→ WHAT YOU SHOULD DO: Reproduce every row below exactly as it stands, from the line containing "of the paved" down to the line containing "of the tree", both included.

→ RECORD SET:
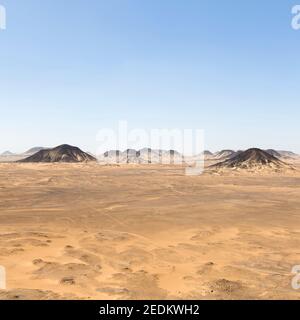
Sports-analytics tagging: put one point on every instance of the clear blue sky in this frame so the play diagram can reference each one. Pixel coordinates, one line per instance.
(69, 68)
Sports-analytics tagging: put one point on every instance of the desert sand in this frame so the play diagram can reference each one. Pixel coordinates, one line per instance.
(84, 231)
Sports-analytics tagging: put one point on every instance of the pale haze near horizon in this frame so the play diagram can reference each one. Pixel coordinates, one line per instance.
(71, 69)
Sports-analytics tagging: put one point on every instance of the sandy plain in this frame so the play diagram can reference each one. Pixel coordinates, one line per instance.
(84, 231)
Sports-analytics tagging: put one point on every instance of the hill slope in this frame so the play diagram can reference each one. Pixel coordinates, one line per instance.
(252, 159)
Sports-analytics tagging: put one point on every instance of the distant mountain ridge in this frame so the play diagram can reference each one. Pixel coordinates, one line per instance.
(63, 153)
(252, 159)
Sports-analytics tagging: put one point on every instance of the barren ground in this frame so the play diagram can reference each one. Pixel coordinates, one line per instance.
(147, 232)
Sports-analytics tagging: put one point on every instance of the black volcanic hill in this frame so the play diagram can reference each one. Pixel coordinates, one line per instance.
...
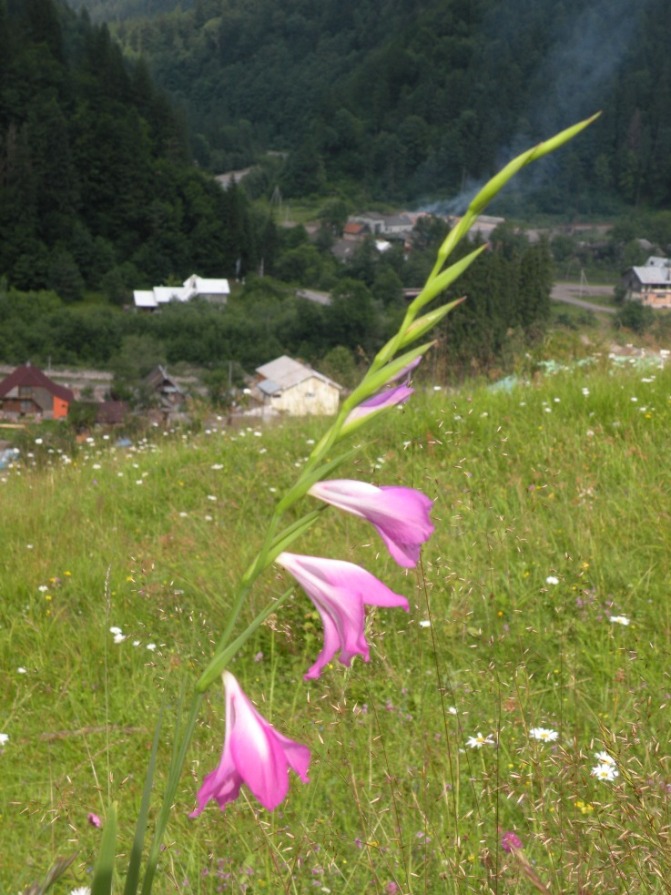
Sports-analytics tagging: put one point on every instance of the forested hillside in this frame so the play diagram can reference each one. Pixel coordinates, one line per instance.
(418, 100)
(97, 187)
...
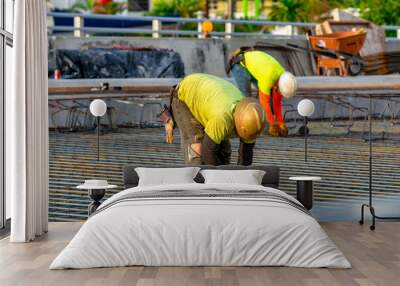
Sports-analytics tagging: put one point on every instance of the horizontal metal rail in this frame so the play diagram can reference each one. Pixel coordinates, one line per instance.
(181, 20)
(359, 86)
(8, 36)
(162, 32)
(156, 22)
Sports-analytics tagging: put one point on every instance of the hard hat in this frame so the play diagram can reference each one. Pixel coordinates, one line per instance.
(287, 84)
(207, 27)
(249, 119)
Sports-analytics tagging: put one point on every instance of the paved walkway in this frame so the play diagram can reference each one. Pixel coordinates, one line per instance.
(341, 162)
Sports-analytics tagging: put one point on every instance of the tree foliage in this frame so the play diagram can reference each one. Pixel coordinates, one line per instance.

→ FULL OUTPUT:
Sports-analytics tagging: put one point on every instance of the paved walkway in this frame so the play diagram can reference each one. Pixel coordinates, one line per instance.
(341, 162)
Sports-analytics tagging: put one point on every instance of the tree foliage in this frame so the play diagram can reference each one. Pixel coordinates, one line per instance.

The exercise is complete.